What to work on:
Type out the data again. Keep every line exactly the same.

Data extracts:
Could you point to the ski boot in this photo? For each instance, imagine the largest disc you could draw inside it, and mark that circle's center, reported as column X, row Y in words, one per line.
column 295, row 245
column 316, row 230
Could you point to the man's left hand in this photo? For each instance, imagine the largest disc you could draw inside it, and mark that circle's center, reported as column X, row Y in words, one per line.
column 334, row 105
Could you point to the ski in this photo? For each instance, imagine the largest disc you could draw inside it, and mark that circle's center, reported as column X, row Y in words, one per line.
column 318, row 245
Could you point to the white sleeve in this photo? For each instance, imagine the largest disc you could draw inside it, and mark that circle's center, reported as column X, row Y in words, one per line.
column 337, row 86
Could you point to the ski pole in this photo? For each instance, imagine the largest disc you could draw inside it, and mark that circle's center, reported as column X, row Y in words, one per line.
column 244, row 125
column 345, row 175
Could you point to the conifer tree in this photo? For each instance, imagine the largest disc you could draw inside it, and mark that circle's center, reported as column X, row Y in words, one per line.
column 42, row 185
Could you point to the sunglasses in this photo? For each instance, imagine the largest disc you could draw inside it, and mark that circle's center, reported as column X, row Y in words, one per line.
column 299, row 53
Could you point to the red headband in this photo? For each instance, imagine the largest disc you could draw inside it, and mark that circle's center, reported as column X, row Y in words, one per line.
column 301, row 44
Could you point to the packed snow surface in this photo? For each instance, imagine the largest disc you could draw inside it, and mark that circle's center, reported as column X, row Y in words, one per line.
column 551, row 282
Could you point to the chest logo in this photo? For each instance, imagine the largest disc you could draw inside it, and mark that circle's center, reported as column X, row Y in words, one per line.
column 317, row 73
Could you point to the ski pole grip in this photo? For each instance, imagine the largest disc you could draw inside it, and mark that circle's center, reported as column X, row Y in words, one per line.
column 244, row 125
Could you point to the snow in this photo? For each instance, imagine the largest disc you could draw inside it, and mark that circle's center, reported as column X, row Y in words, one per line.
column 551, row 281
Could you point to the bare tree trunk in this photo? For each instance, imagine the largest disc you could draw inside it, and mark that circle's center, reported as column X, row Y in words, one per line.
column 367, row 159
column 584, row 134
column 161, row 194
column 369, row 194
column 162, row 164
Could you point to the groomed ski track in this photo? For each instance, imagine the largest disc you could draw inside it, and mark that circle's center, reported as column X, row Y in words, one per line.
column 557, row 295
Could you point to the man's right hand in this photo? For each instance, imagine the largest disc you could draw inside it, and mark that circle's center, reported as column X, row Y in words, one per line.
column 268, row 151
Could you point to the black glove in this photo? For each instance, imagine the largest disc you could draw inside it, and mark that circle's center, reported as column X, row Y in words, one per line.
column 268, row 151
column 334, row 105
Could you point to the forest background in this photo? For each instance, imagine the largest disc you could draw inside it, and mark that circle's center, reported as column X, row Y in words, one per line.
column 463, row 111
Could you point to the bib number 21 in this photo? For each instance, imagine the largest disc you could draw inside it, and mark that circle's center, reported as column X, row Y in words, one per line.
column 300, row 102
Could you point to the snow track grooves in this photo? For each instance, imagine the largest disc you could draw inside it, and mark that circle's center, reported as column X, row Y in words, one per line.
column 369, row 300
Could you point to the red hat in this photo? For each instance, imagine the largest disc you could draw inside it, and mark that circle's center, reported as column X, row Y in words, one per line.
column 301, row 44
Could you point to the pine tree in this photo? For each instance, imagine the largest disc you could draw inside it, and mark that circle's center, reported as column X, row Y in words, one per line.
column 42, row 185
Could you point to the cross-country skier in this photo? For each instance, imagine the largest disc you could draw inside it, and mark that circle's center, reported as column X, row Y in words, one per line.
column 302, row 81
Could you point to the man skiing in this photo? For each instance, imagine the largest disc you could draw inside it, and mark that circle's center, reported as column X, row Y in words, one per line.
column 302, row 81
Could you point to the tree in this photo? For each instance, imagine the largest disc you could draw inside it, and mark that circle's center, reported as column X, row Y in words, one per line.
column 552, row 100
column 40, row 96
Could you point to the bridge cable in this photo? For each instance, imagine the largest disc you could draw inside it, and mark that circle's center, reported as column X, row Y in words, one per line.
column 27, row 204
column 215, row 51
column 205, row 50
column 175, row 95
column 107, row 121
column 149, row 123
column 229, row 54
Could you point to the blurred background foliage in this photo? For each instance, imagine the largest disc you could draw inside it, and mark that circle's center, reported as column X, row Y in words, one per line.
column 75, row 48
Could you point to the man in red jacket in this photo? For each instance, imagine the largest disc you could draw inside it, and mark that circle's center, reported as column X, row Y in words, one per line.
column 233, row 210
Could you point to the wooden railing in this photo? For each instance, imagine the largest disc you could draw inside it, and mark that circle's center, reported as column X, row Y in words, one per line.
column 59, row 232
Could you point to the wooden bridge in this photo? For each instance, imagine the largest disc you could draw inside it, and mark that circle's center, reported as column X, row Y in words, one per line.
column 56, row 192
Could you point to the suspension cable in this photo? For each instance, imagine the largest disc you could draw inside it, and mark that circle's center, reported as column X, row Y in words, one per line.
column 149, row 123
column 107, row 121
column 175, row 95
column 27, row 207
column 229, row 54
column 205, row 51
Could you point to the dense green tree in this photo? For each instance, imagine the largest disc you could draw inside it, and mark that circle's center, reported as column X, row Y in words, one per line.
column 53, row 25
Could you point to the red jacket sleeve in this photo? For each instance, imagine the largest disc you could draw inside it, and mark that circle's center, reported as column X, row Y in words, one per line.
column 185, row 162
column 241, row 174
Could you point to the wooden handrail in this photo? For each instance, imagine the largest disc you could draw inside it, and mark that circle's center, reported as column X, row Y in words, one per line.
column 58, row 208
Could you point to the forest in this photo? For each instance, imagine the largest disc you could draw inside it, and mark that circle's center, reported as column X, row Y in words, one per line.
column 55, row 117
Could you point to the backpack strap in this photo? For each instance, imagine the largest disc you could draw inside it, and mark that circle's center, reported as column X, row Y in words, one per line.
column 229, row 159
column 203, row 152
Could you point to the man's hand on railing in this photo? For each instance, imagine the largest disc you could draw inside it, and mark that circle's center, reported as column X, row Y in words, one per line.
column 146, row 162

Response area:
Could you point to the ski boot in this photo? For each instance, imagine the largest disc you could draw inside it, and mark that circle's center, reported as column X, row Y in words, one per line.
column 295, row 245
column 316, row 230
Could you point to the man's left hand in this photo? For each instance, imagine the largest disc you could draw inside it, and mark that circle's center, reported as column X, row Y in words, one per line.
column 334, row 105
Could you point to the ski in this photo? For each instance, imagine the largest disc you could draw inside it, and mark that circle's center, reported as column X, row Y in words, one per line.
column 318, row 245
Could you point to the white sleeve in this photo? For each instance, imagine the largest disc you could draw inside it, and mark that circle's center, reported as column X, row Y in words, one per line.
column 337, row 86
Could you point to the ski pole in this photo? For each instance, imagine the largest disc you could draw inside it, and mark that circle's center, reported as column X, row Y in words, one per line.
column 244, row 125
column 345, row 175
Could you point to the conifer tree in this photo? For each instance, imagine the largest disc you could draw inside it, and mark that circle's center, reported as column X, row Y in words, one per line.
column 42, row 185
Could you point to the sunglasses in this photo? For each instance, imagine the largest disc you could draw inside it, and mark that circle's center, reported as column X, row Y in words, one per line.
column 299, row 53
Could you point to the red headband in this photo? For each instance, imagine the largest disc you could draw inside it, and mark that circle's center, reported as column X, row Y in words, one per line.
column 301, row 44
Could you point to the packed snow surface in this photo? For each instance, imagine the largest disc you could draw inside it, and mark that circle's center, reported as column X, row Y in words, one per line.
column 551, row 282
Could you point to the chest logo in this photo? For each instance, imagine the largest disc you could draw inside it, and mark that circle's center, reported as column X, row Y in words, one per line.
column 317, row 73
Could you point to the ski pole grip in this photo? For each instance, imagine the largest disc you could draw inside it, and mark that circle's center, reported as column X, row Y in words, one per line.
column 244, row 125
Could you point to the snow in this photo? For each instance, imagine the largest disc you could draw inside it, and mark that circle's center, reported as column X, row Y in words, one per line.
column 551, row 281
Could you point to the bare tree trunk in this photo? For each instance, imagine the largest disc you could draw inside it, and mark that circle's center, reported as column X, row Y in words, one per line.
column 367, row 159
column 584, row 134
column 161, row 194
column 369, row 194
column 162, row 164
Could you point to the groomed ski track in this photo? For each instance, imagine the largest disc you could draw inside it, and mark that circle's center, reported as column X, row Y in words, one per line.
column 557, row 295
Could you point to the man's right hand in this photo? For each instance, imagine the largest disc you could draw inside it, and mark that circle's center, reported as column X, row Y in words, one per line.
column 268, row 151
Could you point to the black glove in this photo? For each instance, imagine the largest disc you could draw inside it, and mark that circle's center, reported as column X, row Y in words, one per line.
column 268, row 151
column 334, row 105
Could you point to the forest background in this photo? For each instance, imagine the largest disc you could draw inside it, and mark that circle's center, reported as column X, row Y in words, one per line.
column 463, row 111
Could you point to the bib number 21 in this photo? For each instance, imagine the largest disc you could draw inside it, and mark that circle's center, reported as column X, row Y in words, one per line.
column 300, row 102
Could you point to the snow track grooves in this photo? For each instance, imagine the largest disc you could draw inside it, and mark that circle's center, reported as column X, row Y in words, one per line.
column 369, row 300
Could you point to the red hat in this photo? For each instance, imagine the largest disc you could draw inside it, and mark that circle's center, reported as column X, row Y in words, one per line.
column 301, row 44
Could you point to the pine tree in this photo? For each instance, imagine the largest disc you could draw inside it, and mark that circle's center, reported as column X, row Y in words, one per line.
column 42, row 185
Could you point to the cross-country skier in this photo? For each instance, imagine the largest disc you could draw inside it, and mark that circle's center, reported as column X, row Y in words, one per line.
column 302, row 81
Could you point to the man skiing in this photo? For each instance, imagine the largest disc you could draw inside it, and mark that circle's center, reported as column X, row Y in words, one per line.
column 302, row 81
Could you point to the tree in this photo? For each instance, imagine the largest disc you could draw inside it, and mark that circle's center, reported as column X, row Y in words, one per line.
column 552, row 100
column 40, row 96
Could you point to the bridge cable in this photo? For each instance, imagine the largest disc you could draw inside it, and mark that circle's center, reported as column X, row Y in words, one per line.
column 27, row 204
column 215, row 51
column 205, row 50
column 175, row 95
column 107, row 121
column 149, row 123
column 229, row 54
Could you point to the blurred background foliage in this photo? For each instance, imagine the largest disc you could draw inside it, and mark that circle's center, reported as column X, row Y in words, one per line.
column 75, row 48
Could you point to the man in red jacket in this photo? For each instance, imagine the largest disc you could draw inside it, and mark that circle's center, reported as column X, row Y in words, one per line.
column 233, row 210
Could you point to the wooden railing in this photo? For each instance, imagine the largest disc you could draw inside it, and mark that circle's center, reported as column X, row Y in words, one per line.
column 59, row 232
Could you point to the wooden bridge in this photo? For each instance, imagine the largest disc you could draw inside it, and mark that circle's center, reported as column X, row Y in words, one per line.
column 56, row 192
Could you point to the suspension cable in this photo? For each instance, imagine the largest disc you could draw inside it, and mark that circle's center, reported as column X, row Y in words, one per line.
column 149, row 123
column 107, row 121
column 175, row 95
column 27, row 207
column 229, row 54
column 205, row 51
Could you point to the dense green tree in this photo? For each instance, imagine the largest disc you could draw inside it, and mark that circle's center, reported as column X, row Y in words, one per line.
column 53, row 25
Could you point to the red jacket sleeve in this photo? For each instance, imagine the largest disc you could draw inside it, and mark that circle's center, reported as column X, row Y in words, one per line.
column 185, row 162
column 241, row 174
Could you point to the wooden handrail in this photo? For each instance, imagine the largest disc you could draw inside it, and mark that circle's center, reported as column X, row Y in words, one per line.
column 58, row 208
Could you point to the forest in this photo? For each instance, imagine the largest disc you could draw inside it, and mark that circle's center, reported as column X, row Y in words, one per line.
column 55, row 117
Could you point to the backpack strap in this photo? For each instance, imagine the largest disc you could draw inside it, and mark that circle's center, reported as column X, row Y in words, one per line.
column 229, row 159
column 203, row 152
Could you point to the man's hand on railing in this photo? For each instance, imagine the largest disc you could draw inside it, and mark that circle's center, reported as column X, row Y in words, one per line.
column 146, row 162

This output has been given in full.